### Records provided

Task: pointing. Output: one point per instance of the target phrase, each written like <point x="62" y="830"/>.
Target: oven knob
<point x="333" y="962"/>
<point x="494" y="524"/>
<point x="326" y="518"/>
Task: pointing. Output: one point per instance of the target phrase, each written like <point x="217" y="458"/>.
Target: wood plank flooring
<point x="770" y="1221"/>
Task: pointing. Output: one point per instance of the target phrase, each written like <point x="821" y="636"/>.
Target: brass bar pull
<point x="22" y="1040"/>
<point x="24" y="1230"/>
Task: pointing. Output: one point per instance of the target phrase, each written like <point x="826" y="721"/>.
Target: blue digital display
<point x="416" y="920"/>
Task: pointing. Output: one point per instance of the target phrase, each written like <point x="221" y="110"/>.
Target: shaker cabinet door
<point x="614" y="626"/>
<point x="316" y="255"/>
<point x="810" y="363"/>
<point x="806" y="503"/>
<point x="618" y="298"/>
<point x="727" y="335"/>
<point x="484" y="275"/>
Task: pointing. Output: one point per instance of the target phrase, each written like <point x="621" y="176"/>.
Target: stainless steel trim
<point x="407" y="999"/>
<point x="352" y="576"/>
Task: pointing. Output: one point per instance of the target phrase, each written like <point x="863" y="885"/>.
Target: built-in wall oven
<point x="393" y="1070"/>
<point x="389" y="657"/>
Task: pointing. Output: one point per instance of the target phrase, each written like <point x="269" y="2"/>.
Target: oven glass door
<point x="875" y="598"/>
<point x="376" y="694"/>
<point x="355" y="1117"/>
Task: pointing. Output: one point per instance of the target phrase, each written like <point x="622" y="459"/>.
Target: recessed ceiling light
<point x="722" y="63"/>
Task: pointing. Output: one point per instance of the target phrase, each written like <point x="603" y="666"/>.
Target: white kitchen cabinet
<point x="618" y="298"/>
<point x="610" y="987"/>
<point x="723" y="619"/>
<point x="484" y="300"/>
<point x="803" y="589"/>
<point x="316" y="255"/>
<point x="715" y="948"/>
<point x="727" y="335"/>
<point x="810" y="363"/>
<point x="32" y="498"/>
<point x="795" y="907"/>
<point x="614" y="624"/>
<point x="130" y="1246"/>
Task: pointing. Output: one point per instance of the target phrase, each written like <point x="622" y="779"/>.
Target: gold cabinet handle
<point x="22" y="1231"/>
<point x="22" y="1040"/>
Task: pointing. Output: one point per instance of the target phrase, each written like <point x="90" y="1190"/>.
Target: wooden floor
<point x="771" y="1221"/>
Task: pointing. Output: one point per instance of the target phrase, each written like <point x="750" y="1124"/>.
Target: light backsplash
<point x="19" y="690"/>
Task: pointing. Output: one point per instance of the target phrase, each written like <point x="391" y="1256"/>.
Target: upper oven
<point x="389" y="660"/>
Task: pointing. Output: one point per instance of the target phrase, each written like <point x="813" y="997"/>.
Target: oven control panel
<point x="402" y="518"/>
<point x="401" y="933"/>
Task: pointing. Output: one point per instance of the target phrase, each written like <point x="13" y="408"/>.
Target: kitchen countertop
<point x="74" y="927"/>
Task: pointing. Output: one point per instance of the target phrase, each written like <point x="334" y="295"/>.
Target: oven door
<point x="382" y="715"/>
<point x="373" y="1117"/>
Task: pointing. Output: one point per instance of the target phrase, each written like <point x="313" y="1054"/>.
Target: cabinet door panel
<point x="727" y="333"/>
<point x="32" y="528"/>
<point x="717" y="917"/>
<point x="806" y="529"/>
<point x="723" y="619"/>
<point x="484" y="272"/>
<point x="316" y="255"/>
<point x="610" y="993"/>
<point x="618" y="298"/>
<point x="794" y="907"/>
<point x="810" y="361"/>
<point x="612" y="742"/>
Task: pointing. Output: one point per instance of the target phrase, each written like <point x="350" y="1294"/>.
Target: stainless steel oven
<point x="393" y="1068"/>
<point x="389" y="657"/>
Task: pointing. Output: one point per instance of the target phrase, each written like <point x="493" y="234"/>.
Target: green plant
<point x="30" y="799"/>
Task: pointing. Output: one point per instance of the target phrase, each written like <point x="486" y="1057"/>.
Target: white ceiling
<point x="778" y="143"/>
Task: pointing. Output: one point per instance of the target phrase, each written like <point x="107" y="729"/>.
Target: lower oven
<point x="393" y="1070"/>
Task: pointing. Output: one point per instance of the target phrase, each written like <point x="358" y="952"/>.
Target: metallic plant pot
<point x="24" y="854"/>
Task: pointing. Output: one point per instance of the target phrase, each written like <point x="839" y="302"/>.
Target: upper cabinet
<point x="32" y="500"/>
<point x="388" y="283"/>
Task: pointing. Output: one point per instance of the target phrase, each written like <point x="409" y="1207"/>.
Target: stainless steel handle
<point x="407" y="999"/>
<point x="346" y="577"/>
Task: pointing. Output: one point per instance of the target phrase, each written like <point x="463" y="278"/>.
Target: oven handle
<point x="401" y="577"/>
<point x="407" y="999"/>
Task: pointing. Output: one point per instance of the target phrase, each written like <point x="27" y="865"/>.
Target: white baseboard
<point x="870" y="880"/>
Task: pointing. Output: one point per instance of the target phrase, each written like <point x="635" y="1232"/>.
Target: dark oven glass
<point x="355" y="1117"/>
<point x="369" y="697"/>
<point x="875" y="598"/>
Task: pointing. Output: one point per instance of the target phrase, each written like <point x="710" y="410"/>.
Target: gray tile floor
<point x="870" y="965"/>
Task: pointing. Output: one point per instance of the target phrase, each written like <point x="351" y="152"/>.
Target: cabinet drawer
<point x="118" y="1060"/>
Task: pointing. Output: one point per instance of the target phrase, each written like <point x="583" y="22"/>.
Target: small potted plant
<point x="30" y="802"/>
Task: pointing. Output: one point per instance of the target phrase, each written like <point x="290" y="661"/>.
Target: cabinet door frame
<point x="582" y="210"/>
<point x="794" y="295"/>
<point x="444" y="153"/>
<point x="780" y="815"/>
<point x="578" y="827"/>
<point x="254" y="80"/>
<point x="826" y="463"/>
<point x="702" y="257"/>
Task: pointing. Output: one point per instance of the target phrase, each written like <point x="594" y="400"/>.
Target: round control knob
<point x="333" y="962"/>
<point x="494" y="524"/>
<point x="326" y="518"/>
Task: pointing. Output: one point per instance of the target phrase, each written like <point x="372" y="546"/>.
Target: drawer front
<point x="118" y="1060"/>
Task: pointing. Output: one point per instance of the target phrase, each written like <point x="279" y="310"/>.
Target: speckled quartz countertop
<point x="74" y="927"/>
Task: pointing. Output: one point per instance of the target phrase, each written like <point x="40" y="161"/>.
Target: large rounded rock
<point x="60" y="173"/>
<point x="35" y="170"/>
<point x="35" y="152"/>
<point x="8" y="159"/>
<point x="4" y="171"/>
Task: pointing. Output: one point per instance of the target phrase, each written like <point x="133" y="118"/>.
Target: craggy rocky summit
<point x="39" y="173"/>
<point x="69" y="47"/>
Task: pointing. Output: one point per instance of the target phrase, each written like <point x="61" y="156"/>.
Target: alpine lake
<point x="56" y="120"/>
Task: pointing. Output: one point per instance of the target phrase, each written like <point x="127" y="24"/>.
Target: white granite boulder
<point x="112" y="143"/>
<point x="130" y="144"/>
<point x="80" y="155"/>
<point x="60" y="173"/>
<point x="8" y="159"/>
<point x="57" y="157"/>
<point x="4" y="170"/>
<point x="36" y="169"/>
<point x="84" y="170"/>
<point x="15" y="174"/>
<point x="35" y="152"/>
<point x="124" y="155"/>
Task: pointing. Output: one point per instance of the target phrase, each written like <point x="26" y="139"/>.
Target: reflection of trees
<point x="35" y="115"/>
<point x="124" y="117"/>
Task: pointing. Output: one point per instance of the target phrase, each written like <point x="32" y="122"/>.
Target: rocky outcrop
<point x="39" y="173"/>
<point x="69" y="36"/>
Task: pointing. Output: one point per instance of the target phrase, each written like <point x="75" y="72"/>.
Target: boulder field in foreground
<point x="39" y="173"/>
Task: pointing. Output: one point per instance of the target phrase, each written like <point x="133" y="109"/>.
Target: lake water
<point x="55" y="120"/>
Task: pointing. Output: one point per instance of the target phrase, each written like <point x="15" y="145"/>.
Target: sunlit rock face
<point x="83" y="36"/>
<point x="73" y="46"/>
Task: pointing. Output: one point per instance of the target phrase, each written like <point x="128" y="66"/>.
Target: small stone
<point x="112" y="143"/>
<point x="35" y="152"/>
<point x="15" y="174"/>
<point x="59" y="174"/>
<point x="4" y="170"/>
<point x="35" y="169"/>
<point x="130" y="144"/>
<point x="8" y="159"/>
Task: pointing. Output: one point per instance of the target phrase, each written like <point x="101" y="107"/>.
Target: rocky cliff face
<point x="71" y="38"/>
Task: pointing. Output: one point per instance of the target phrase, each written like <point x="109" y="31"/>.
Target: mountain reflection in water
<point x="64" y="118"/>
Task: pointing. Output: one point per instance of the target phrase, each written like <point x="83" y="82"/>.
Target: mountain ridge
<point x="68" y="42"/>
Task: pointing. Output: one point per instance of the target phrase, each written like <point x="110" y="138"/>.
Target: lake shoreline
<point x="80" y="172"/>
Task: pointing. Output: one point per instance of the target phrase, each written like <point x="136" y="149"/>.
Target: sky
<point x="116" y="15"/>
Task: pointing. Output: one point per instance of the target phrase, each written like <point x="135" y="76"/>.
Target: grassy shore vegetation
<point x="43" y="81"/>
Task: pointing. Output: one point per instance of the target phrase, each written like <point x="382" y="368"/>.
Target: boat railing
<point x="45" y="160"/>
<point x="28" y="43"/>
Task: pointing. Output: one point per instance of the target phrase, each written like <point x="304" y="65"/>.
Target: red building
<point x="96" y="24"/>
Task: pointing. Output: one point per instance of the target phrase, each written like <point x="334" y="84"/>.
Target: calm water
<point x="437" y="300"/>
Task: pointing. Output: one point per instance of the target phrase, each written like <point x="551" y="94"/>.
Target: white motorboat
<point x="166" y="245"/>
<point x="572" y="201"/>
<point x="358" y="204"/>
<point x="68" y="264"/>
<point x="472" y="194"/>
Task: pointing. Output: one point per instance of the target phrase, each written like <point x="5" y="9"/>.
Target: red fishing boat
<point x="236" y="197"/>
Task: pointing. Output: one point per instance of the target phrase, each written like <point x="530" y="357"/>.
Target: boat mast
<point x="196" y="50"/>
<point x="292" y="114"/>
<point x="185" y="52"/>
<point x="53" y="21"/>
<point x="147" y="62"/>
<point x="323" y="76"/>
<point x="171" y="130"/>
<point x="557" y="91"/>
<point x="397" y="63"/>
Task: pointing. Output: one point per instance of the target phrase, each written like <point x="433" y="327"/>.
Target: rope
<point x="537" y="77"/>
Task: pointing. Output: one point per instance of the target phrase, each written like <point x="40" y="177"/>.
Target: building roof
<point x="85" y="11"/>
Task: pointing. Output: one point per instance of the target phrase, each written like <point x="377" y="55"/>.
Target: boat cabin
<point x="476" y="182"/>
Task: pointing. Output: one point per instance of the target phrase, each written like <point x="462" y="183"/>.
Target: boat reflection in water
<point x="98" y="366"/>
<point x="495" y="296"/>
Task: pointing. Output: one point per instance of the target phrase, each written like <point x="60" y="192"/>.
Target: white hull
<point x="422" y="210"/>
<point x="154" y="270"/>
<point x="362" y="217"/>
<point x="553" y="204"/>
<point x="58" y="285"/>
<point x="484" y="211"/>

### Your task
Which lines run from the one holding "Target: boat railing" through the end of the data? Write them out exactly, ends included, and add nothing.

### Task solution
Target: boat railing
<point x="45" y="160"/>
<point x="28" y="43"/>
Task: pointing. Output: one point per instance of the target phrase, each written like <point x="304" y="65"/>.
Target: red building
<point x="96" y="24"/>
Task: pointing. Output: one point per instance of the target phrase, each written like <point x="334" y="84"/>.
Target: calm water
<point x="437" y="300"/>
Task: pointing. Output: one point per instance of the target phrase, each written like <point x="551" y="94"/>.
Target: white motorboat
<point x="166" y="245"/>
<point x="572" y="201"/>
<point x="358" y="204"/>
<point x="68" y="264"/>
<point x="472" y="194"/>
Task: pointing. Output: one point per instance of the target phrase, each written like <point x="5" y="9"/>.
Target: red fishing boat
<point x="236" y="197"/>
Task: pointing. Output: one point per instance of the target phrase, each written like <point x="530" y="357"/>.
Target: boat mast
<point x="196" y="50"/>
<point x="292" y="114"/>
<point x="185" y="52"/>
<point x="53" y="21"/>
<point x="147" y="62"/>
<point x="323" y="76"/>
<point x="171" y="130"/>
<point x="557" y="91"/>
<point x="397" y="63"/>
Task: pointing. Output: one point per instance of the target phrase, each written like <point x="433" y="327"/>.
Target: rope
<point x="537" y="77"/>
Task: pointing. Output: one point per instance of the target phrase, each written like <point x="40" y="177"/>.
Target: building roof
<point x="85" y="11"/>
Task: pointing. Output: one point per instance of the target phrase, each written like <point x="377" y="55"/>.
Target: boat cabin
<point x="476" y="182"/>
Task: pointing. Output: one point per instance of the target phrase, each written like <point x="462" y="183"/>.
Target: boat reflection in water
<point x="98" y="366"/>
<point x="495" y="296"/>
Task: pointing. Output: one point per instance of the target phrase, each written like <point x="60" y="192"/>.
Target: white hull
<point x="422" y="210"/>
<point x="154" y="270"/>
<point x="362" y="217"/>
<point x="553" y="204"/>
<point x="58" y="285"/>
<point x="484" y="211"/>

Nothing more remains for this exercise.